Your goal ::
Pick out each line of the material below that contains the string "item", treating uppercase and lowercase letters as distinct.

Source data ::
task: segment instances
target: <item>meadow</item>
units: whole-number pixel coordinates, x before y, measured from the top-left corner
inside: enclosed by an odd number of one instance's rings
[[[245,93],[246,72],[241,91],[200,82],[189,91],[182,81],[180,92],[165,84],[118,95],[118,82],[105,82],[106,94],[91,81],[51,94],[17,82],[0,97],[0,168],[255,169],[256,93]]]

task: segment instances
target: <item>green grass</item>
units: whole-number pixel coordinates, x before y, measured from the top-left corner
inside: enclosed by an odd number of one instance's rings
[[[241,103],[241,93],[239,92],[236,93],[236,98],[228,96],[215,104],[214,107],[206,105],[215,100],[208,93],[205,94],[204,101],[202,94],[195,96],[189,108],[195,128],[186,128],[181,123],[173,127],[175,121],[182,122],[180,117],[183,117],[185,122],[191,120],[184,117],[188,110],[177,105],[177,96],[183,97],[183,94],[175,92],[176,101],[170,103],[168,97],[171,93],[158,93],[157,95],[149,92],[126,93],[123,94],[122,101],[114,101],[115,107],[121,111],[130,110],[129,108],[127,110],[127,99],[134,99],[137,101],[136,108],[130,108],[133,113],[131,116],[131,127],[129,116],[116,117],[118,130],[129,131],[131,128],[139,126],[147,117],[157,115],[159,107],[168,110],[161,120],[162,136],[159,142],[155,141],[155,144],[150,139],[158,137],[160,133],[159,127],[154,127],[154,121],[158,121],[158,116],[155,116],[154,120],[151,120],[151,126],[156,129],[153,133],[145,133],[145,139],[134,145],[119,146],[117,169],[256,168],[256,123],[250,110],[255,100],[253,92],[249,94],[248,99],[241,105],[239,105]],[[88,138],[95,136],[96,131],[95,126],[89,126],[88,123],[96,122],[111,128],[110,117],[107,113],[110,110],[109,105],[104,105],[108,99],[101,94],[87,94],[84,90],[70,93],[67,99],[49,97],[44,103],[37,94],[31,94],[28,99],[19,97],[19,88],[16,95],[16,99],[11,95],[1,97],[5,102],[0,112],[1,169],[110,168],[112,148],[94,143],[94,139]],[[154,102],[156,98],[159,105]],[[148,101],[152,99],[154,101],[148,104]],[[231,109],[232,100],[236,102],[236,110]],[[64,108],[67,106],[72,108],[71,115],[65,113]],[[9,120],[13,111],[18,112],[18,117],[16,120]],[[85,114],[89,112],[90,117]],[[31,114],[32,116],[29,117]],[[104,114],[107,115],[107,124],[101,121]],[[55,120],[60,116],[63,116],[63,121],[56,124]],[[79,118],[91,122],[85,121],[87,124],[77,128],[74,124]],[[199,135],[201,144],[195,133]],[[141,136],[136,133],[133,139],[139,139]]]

Answer for this exercise ::
target: <item>meadow</item>
target: <item>green grass</item>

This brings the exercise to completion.